**What to produce**
Write out the following material without any alteration, beginning at the line that contains "Guideline: for every instance of the distant" and continuing through the end of the material.

**Excerpts of pointing data**
· · · ·
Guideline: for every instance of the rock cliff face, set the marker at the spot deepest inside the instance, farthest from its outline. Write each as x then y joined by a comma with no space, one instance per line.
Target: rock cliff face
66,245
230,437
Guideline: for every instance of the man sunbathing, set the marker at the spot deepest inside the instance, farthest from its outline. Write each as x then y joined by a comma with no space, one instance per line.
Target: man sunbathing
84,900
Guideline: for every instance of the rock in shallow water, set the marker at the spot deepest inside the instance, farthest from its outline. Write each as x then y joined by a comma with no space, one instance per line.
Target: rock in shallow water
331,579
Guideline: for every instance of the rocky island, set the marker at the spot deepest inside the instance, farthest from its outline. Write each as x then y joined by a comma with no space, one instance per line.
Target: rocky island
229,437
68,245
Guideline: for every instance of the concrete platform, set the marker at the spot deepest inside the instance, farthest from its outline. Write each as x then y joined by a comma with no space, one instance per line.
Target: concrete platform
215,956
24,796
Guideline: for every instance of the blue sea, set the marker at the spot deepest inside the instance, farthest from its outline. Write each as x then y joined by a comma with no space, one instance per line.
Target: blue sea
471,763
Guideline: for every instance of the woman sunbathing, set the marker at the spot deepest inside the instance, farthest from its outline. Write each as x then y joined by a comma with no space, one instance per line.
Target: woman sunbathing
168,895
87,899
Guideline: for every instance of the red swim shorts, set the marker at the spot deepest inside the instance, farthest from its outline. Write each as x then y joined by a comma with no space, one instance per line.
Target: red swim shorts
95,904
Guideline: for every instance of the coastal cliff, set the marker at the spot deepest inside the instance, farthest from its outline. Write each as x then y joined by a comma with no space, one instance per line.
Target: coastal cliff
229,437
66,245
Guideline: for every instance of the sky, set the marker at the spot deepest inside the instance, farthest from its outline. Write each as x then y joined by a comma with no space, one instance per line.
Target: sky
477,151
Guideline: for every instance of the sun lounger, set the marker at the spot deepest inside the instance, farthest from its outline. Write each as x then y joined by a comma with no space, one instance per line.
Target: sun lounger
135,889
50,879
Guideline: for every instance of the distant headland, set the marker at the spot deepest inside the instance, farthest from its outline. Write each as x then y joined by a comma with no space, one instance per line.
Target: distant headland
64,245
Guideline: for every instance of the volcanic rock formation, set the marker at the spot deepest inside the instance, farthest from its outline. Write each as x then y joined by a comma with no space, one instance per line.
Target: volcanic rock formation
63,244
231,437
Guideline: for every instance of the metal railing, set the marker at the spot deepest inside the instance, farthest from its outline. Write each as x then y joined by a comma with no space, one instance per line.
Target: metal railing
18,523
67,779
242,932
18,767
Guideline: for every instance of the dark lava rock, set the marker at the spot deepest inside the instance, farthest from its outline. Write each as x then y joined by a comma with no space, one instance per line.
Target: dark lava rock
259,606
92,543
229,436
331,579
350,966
· · · ·
**Solution for this problem**
Guideline: for every instance of the distant headland, set the marker at the spot deepest inside the instance, farthest from its outline. Write each as x then y joined by a comma with no space, one instance per line.
Target: distant headland
64,245
Guideline: for every instance of the volcanic rock formation, set the marker at the spot deepest inside the instance, farthest from its outline. Write each as x then y joined by a comma with no space, one instance per line.
Target: volcanic rock formation
63,244
231,437
Guideline: for every instance of the metal railing, set the marker at the spot deepest inside the instance, farthest from its outline. Write each as x then y joined by a comma with no space, one instance per line.
Target: metal railing
18,523
67,779
242,932
18,767
Guideline: for every instance of the dark lava rock, set the marker at the spot deepest inside the instance, farthest from its outline. Write each as x then y joined by a comma with no space, one instance per line.
Target: dark lava rock
259,606
92,543
229,436
331,579
350,966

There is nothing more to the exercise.